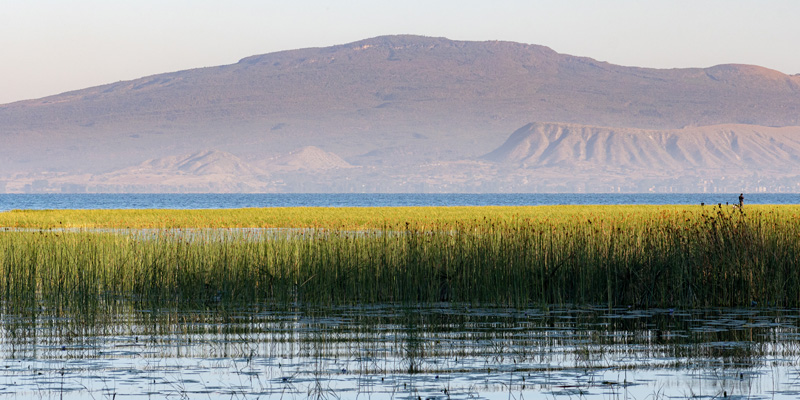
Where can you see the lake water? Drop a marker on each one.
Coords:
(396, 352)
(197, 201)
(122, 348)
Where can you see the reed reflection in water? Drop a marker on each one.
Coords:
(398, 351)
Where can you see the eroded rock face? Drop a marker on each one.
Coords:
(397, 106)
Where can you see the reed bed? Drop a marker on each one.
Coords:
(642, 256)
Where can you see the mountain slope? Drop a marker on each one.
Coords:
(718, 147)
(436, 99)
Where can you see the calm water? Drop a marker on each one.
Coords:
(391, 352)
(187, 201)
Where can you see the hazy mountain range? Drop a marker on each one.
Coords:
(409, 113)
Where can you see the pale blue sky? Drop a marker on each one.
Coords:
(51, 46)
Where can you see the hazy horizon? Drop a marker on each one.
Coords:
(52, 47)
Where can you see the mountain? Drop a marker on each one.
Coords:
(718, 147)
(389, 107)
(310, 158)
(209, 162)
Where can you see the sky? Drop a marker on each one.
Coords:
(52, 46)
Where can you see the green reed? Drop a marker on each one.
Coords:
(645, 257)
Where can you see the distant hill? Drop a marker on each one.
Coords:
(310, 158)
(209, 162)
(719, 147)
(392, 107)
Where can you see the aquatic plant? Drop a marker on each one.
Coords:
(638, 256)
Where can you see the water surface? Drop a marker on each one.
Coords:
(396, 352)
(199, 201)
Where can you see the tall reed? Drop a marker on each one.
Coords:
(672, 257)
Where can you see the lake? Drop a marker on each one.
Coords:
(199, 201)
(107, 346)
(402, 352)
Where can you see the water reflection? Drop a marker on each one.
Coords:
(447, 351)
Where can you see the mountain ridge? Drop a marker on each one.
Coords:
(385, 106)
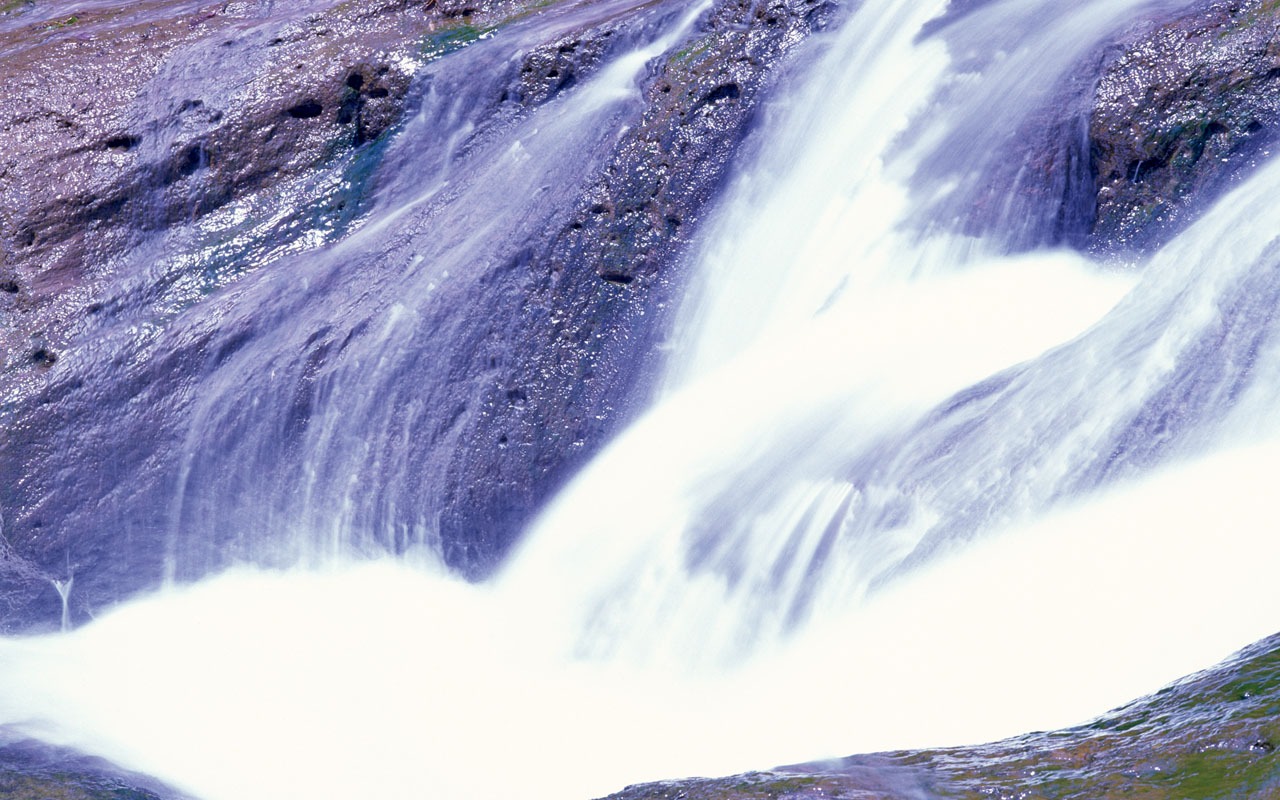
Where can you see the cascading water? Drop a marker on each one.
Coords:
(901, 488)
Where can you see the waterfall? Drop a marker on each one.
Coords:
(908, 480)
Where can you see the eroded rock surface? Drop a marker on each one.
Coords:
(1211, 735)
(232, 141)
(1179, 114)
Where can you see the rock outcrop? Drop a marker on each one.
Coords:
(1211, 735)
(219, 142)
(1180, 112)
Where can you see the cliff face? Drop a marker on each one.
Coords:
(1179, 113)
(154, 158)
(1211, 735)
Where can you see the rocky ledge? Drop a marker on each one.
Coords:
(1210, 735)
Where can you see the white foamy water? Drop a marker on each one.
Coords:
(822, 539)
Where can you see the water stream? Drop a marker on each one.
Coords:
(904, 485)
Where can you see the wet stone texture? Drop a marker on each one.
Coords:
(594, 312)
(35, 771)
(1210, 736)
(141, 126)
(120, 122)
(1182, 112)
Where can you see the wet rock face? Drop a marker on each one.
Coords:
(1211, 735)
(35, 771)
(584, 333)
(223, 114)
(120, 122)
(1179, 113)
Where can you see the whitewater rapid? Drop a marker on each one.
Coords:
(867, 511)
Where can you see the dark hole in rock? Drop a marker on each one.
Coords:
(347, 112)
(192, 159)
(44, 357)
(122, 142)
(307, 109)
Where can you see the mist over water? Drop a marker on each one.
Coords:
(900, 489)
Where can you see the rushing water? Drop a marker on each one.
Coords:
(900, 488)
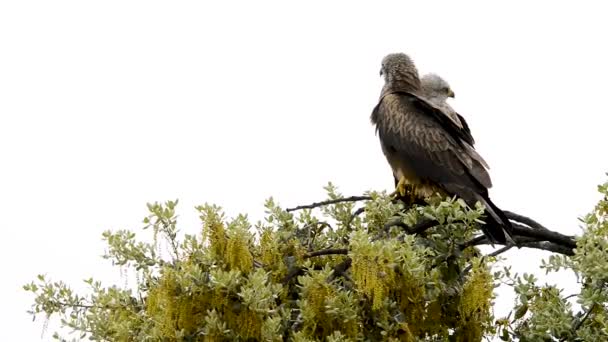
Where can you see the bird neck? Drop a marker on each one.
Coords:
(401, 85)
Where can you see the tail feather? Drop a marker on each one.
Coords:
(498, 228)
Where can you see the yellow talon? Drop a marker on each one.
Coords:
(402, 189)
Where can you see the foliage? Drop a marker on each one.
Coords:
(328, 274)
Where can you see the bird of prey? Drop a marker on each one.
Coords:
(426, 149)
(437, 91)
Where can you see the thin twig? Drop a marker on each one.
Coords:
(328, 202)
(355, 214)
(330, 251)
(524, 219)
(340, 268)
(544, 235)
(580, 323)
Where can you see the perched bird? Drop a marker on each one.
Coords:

▶ _Work to do_
Copy the records verbatim, starting at the line that contains "Where can you see the rushing" and ending at the last line of the records, leaving out the picture.

▶ _Written answer_
Where can you see the rushing water? Drop a marker on each one.
Coords:
(900, 488)
Where can you see the bird neck? Drop a marker on each one.
Coords:
(401, 85)
Where can you see the tail feather? Drop a marker on each one.
Coords:
(498, 228)
Where can you see the yellow talon? Drop a marker on each one.
Coords:
(402, 189)
Where can you see the foliage? Drop a marker on each one.
Coords:
(328, 274)
Where can you see the bird of prey? Drop a marker on each one.
Coords:
(426, 149)
(437, 91)
Where can you see the thin twig? Drop a marker on each one.
Coords:
(328, 202)
(355, 214)
(330, 251)
(524, 219)
(340, 268)
(544, 235)
(580, 323)
Where can you see the perched bird? Drop a marker on each one.
Coords:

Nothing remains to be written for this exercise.